Text block:
IIP and retail inflation numbers may not cheer markets; here's why

With more localised lockdowns and supply disruptions, next month's data will be keenly watched

During April-October 2021, the IIP grew 20% against a 17.3% contraction in the same period last year. Industrial production has been hit due to the Covid-19 pandemic since March last year when it had contracted 18.7%.

Leading high frequency data on macro economy came in as a big relief as industrial production grew sharply and inflation fell to a three-month low.

Industrial production was up 22.4% in March according to data released by the National Statistical Office. IIP not only entered positive territory after a gap of two months, this is the fastest pace of industrial production growth in at least nine years

According to the data, in FY21 the industrial sector saw a contraction of  8.6% compared to a 0.8% fall year ago.

Eye on the economy

Out of all the sectors, the manufacturing sector — which constitutes 77.63% of the index of industrial production (IIP) — grew by 25.8%  in March 2021. The mining sector output too grew 6.1% in March, while power generation increased by 22.5%, cumulatively aiding the growth.

On the other hand, the country’s retail inflation, measured by the Consumer Price Index (CPI), eased to 4.29% in the month of April. Retail inflation during the month of March was at 5.52%. This is the fifth consecutive month that the CPI data has come within the RBI’s limit.

The easing of the retail inflation last month can be attributed to the softening of food prices as food inflation eased to 2% in the month of April, down from 4.87% in March.

Input data:
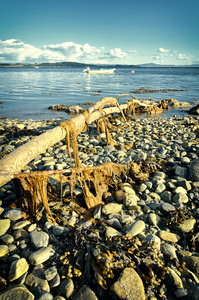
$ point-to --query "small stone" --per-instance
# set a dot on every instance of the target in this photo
(130, 200)
(7, 238)
(154, 219)
(20, 234)
(168, 250)
(3, 250)
(119, 196)
(55, 281)
(50, 273)
(19, 292)
(13, 214)
(128, 286)
(4, 226)
(60, 230)
(41, 255)
(20, 225)
(180, 198)
(111, 208)
(169, 208)
(39, 239)
(182, 172)
(37, 283)
(160, 188)
(46, 296)
(166, 196)
(152, 238)
(169, 236)
(187, 225)
(85, 293)
(18, 268)
(173, 279)
(67, 287)
(192, 263)
(136, 228)
(181, 190)
(111, 232)
(194, 170)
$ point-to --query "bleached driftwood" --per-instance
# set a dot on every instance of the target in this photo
(14, 162)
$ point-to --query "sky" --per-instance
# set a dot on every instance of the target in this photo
(100, 31)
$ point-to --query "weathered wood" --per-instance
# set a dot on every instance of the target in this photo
(18, 159)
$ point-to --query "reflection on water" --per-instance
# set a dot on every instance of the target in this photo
(28, 92)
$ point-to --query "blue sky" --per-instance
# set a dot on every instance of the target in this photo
(102, 31)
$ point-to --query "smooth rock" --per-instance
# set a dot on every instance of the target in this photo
(18, 268)
(136, 228)
(85, 293)
(67, 287)
(180, 198)
(3, 250)
(111, 208)
(128, 286)
(4, 226)
(39, 239)
(13, 214)
(20, 225)
(154, 219)
(194, 170)
(17, 292)
(169, 236)
(7, 238)
(110, 231)
(41, 255)
(173, 279)
(168, 250)
(187, 225)
(50, 273)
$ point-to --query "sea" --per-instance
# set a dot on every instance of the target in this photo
(27, 93)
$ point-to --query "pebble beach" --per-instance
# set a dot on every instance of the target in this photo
(153, 223)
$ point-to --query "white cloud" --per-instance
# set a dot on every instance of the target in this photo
(163, 50)
(183, 57)
(117, 53)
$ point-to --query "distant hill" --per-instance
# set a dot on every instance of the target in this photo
(69, 64)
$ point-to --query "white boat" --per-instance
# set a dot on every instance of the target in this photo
(101, 71)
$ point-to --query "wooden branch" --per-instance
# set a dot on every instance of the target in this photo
(15, 161)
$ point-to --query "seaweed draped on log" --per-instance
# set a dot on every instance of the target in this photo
(14, 162)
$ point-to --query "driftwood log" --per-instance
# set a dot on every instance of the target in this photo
(14, 162)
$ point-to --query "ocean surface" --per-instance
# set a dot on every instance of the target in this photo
(26, 93)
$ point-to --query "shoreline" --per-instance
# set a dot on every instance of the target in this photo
(154, 221)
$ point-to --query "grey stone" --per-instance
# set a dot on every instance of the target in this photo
(85, 293)
(67, 287)
(19, 292)
(39, 239)
(18, 268)
(136, 228)
(194, 170)
(4, 226)
(50, 273)
(7, 238)
(111, 208)
(128, 286)
(13, 214)
(3, 250)
(41, 255)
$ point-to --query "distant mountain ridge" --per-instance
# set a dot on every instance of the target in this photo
(76, 64)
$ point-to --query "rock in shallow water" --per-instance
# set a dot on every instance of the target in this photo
(129, 286)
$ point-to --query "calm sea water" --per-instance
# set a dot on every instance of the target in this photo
(28, 92)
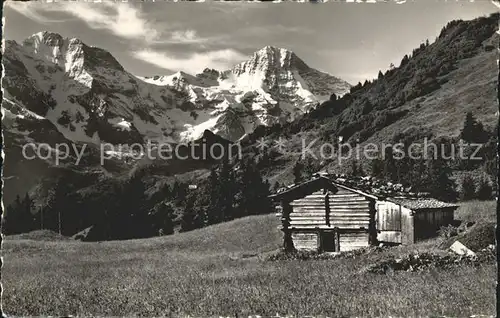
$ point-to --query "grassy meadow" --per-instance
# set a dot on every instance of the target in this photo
(222, 270)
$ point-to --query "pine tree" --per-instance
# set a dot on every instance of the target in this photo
(164, 217)
(222, 192)
(390, 169)
(134, 217)
(438, 182)
(376, 167)
(192, 218)
(276, 187)
(484, 191)
(473, 130)
(468, 189)
(297, 172)
(354, 168)
(405, 60)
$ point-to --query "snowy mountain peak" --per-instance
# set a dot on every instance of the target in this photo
(88, 95)
(270, 58)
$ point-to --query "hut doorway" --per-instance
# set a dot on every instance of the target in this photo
(327, 241)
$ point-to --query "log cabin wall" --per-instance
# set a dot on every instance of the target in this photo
(428, 222)
(395, 223)
(347, 213)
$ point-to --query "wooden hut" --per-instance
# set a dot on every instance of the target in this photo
(323, 215)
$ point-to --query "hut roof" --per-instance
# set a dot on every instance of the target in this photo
(367, 186)
(422, 203)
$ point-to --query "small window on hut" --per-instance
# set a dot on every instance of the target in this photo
(328, 241)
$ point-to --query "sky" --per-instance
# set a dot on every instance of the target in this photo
(350, 40)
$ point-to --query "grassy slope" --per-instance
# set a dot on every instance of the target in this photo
(214, 271)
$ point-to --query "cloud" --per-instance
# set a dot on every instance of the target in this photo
(121, 19)
(30, 10)
(195, 63)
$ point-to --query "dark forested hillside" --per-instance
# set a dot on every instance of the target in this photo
(445, 91)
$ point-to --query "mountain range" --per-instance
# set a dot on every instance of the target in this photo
(59, 90)
(88, 96)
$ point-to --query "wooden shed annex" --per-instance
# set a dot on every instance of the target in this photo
(323, 215)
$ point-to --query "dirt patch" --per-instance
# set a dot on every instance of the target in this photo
(422, 261)
(281, 255)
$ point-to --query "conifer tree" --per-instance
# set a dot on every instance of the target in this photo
(468, 189)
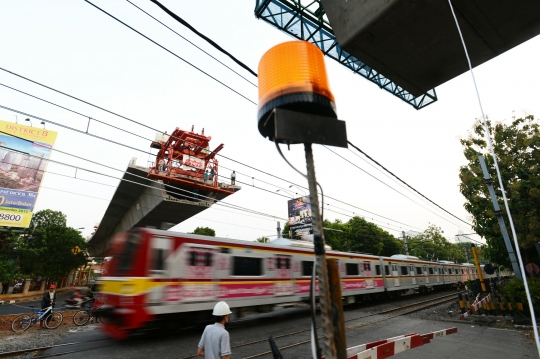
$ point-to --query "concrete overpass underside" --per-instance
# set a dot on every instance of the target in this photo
(142, 202)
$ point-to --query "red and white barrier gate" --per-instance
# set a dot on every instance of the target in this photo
(386, 348)
(476, 305)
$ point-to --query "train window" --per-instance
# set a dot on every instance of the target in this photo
(283, 262)
(200, 258)
(126, 256)
(404, 270)
(307, 268)
(248, 266)
(158, 262)
(352, 268)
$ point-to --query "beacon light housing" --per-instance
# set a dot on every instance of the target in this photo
(295, 101)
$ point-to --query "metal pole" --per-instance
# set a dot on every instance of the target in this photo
(478, 268)
(322, 269)
(498, 213)
(405, 243)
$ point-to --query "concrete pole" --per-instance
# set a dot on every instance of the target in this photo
(478, 268)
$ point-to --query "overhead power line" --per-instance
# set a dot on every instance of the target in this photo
(405, 183)
(192, 43)
(169, 51)
(149, 127)
(154, 129)
(183, 22)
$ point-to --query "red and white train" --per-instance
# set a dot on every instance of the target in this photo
(166, 278)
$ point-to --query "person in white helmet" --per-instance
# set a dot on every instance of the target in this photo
(215, 342)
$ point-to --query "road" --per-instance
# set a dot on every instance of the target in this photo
(476, 341)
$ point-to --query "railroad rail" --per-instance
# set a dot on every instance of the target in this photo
(407, 309)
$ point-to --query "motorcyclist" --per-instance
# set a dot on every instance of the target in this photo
(76, 298)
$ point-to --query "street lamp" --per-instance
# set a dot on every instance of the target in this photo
(289, 192)
(293, 185)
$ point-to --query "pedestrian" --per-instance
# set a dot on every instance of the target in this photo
(215, 342)
(49, 298)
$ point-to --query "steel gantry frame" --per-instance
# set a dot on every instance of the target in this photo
(306, 20)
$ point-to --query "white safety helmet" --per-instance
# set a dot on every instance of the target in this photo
(221, 308)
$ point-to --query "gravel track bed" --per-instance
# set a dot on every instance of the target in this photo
(34, 337)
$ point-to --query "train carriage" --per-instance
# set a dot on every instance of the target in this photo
(157, 277)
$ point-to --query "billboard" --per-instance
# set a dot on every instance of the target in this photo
(22, 165)
(300, 224)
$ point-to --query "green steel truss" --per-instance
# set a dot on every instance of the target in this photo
(306, 20)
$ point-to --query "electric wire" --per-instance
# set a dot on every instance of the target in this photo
(490, 145)
(404, 195)
(191, 43)
(183, 22)
(405, 183)
(169, 51)
(154, 129)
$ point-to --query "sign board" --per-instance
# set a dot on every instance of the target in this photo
(192, 163)
(300, 222)
(24, 155)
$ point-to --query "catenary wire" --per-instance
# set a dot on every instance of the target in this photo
(405, 183)
(169, 51)
(183, 22)
(404, 195)
(146, 152)
(191, 43)
(154, 129)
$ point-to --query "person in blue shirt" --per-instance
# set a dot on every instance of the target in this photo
(215, 342)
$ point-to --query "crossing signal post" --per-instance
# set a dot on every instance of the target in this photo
(297, 106)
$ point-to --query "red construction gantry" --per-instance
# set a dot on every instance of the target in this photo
(182, 161)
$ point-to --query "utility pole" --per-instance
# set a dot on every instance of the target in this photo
(405, 243)
(498, 214)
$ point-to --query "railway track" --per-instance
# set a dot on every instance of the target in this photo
(400, 310)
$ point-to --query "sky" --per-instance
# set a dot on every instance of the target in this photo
(73, 47)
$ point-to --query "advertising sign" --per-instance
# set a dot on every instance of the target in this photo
(300, 219)
(192, 163)
(22, 165)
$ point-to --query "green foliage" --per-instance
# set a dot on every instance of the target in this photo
(205, 231)
(359, 235)
(514, 289)
(517, 147)
(46, 249)
(432, 245)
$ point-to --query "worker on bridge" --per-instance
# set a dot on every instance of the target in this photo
(215, 342)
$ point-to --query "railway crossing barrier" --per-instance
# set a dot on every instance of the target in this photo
(386, 348)
(484, 302)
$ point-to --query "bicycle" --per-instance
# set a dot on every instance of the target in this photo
(24, 321)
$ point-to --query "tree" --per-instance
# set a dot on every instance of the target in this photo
(517, 147)
(46, 249)
(432, 245)
(205, 231)
(359, 235)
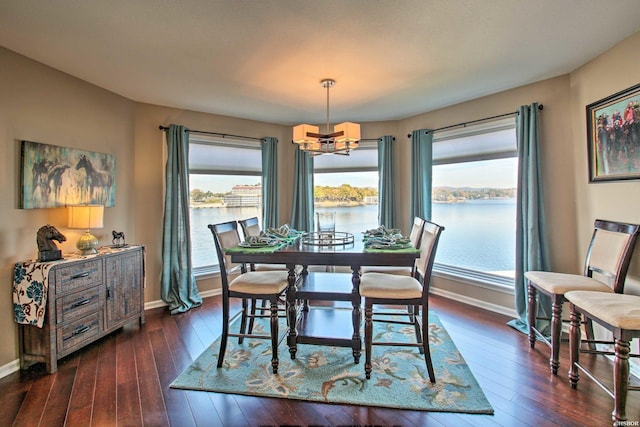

Activity A:
Reproduce the part of the article on industrial output and inflation that opens with the words containing "With more localised" and closes with "had contracted 18.7%.".
Activity B:
Write what follows the last sentence of the article on industrial output and inflation.
The material is separate from the article on industrial output and retail inflation.

Your response A:
With more localised lockdowns and supply disruptions, next month's data will be keenly watched

During April-October 2021, the IIP grew 20% against a 17.3% contraction in the same period last year. Industrial production has been hit due to the Covid-19 pandemic since March last year when it had contracted 18.7%.

Your response B:
D-Street response

The sharp increase in IIP growth is due to the low base effect. Remember that IIP had contracted by 18.7% in March 2020 from a year earlier because of a nationwide lockdown, which had brought production to a standstill.

The IIP data, comes with a two-month delay, is yet to reflect the impact of the second wave.

With the country back to a near lockdown situation across several states, industrial activity is expected to be hit in the coming months.

Expert views

“As the lockdownbase fades, we expect the CPI inflation to bounce back to an average of 5 per cent in the remainder of H1 FY22″ said Aditi Nayar, chief economist, ICRA Ratings.

She added the continuing elevated fresh Covid-19 infections posed substantive risks to the outlook for consumer sentiment

“This dip (in CPI) is due to base effects and will prove short-lived. The biggest risk to CPI staying within RBI’s comfort band comes from COVID-19 infections in the hinterland impacting market supply. We remain watchful,” Prithviraj Srinivas, Chief Economist at Axis Capital was quoted by Reuters.

Cautious commentary by economists on the macro data indicates the stock markets may not be enthused.